Stored data

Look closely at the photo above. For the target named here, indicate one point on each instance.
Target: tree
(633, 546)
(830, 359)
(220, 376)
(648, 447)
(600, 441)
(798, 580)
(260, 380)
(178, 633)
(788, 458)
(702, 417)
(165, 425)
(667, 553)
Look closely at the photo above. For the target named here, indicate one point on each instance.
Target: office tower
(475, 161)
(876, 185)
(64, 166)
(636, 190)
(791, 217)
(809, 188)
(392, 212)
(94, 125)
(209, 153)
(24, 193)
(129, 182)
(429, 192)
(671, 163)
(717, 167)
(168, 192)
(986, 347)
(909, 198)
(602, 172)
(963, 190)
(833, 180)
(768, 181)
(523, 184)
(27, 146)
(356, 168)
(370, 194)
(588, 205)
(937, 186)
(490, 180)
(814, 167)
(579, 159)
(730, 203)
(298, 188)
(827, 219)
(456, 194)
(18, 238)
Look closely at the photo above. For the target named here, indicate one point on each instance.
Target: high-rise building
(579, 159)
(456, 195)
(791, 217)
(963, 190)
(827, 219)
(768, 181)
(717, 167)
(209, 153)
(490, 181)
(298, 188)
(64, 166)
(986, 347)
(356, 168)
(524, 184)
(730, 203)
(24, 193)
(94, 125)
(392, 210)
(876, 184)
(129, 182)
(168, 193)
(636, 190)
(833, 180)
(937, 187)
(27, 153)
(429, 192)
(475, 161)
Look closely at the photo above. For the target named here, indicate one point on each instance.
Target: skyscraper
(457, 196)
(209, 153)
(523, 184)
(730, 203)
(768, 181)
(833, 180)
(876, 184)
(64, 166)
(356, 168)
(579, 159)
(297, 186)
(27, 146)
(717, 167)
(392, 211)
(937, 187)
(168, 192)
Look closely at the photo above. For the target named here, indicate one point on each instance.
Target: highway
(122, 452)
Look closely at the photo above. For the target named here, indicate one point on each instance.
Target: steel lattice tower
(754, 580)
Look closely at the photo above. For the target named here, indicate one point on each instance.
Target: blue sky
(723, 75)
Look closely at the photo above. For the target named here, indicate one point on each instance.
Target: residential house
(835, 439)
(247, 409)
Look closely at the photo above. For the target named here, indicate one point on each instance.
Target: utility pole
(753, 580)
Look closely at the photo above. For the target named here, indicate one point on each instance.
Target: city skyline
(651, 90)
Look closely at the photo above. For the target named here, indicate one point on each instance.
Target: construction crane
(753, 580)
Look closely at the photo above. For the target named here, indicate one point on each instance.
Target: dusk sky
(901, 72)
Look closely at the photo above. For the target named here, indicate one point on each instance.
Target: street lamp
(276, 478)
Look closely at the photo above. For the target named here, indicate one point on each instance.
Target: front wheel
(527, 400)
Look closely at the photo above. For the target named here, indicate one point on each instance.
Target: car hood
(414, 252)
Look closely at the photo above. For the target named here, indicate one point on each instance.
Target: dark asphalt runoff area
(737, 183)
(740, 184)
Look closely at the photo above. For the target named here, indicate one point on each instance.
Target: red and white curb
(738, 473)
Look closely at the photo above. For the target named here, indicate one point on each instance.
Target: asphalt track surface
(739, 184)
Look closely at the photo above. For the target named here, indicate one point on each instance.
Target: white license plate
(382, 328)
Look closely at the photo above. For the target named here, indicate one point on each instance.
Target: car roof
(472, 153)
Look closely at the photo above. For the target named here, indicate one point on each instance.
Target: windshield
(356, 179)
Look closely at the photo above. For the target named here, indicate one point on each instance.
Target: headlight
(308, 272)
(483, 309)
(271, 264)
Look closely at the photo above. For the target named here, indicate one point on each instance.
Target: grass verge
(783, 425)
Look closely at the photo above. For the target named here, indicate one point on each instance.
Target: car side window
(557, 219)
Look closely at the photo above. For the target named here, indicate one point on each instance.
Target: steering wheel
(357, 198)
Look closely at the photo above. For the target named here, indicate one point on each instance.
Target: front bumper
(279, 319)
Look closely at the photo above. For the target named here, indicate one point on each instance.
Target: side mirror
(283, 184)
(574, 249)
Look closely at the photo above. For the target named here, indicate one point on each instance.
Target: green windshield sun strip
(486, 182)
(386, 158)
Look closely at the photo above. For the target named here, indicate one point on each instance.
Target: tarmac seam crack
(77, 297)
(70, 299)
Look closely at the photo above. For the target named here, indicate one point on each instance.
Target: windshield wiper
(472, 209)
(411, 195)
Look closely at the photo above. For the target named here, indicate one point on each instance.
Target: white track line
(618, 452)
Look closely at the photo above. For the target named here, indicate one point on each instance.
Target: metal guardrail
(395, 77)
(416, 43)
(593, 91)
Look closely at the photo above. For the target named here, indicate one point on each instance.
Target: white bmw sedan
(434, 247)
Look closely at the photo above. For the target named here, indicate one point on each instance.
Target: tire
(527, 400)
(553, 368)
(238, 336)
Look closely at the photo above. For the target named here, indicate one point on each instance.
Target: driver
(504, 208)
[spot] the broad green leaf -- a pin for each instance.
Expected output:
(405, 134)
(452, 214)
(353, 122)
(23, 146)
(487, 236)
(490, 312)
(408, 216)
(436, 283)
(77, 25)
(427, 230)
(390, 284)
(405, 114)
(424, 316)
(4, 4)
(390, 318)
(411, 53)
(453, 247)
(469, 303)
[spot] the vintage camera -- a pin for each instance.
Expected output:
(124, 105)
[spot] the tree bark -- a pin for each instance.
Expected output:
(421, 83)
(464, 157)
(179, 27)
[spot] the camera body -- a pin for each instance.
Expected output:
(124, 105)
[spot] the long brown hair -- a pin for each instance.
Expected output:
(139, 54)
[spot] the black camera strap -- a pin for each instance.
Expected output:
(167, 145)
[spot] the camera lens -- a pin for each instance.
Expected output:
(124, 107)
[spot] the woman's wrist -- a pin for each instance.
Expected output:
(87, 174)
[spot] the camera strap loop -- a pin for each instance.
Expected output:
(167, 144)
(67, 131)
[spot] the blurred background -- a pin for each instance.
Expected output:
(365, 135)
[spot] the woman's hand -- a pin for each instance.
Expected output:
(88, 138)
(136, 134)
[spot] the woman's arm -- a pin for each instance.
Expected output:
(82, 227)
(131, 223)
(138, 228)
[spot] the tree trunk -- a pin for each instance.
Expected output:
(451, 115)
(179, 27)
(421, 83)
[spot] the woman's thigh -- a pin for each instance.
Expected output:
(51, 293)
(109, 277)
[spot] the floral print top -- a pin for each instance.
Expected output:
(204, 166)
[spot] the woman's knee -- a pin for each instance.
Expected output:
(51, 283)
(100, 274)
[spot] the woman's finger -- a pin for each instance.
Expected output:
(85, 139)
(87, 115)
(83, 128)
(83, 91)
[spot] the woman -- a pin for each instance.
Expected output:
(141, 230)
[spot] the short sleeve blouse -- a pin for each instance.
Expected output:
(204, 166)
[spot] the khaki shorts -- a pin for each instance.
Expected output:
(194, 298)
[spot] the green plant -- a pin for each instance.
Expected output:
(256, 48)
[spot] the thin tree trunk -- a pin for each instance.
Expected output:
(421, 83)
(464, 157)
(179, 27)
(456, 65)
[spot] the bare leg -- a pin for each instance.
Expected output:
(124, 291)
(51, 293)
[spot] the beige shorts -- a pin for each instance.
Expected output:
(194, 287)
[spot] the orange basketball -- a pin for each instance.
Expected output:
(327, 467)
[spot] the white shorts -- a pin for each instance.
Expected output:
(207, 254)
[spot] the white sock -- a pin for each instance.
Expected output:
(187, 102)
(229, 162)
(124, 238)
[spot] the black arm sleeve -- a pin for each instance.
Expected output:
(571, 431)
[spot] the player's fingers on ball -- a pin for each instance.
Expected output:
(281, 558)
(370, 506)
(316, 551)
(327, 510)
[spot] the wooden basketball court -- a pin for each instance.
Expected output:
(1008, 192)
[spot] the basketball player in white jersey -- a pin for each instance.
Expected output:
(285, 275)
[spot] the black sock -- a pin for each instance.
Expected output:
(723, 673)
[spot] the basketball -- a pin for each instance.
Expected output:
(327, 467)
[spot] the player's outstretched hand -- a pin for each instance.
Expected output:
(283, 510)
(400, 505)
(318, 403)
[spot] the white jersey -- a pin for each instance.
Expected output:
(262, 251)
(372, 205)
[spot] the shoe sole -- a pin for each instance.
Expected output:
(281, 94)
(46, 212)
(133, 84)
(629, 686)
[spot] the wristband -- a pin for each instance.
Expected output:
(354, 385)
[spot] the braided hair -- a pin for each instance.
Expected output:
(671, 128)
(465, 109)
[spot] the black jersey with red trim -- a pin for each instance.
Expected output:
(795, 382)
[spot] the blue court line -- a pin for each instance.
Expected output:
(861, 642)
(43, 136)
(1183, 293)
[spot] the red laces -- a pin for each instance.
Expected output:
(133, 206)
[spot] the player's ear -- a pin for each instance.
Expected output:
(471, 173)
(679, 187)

**What you have to do:** Find the line with "[spot] the broad" in the entries above. Retype it and each line after it, exactly, through the line with "[spot] the camera strap", and stop there.

**Finished exercise:**
[spot] the broad green leaf -- a pin for each instance.
Expected output:
(405, 134)
(452, 214)
(353, 122)
(23, 146)
(487, 236)
(490, 312)
(408, 216)
(436, 283)
(77, 25)
(427, 230)
(390, 284)
(405, 114)
(424, 316)
(4, 4)
(390, 318)
(411, 53)
(453, 247)
(469, 303)
[spot] the vintage camera -- a pin for each instance.
Expected output:
(124, 105)
[spot] the tree bark -- a pin for each instance.
Expected output:
(421, 83)
(464, 157)
(179, 27)
[spot] the camera body -- a pin for each instance.
Expected output:
(124, 105)
[spot] the long brown hair -- a pin for each instance.
Expected output:
(139, 54)
[spot] the black camera strap -- a pin for each instance.
Expected output:
(167, 145)
[spot] the camera lens -- a pin for each instance.
Expected output:
(124, 107)
[spot] the woman's wrist -- a pin for each instance.
Expected output:
(87, 174)
[spot] the camera strap loop -- a pin for each instance.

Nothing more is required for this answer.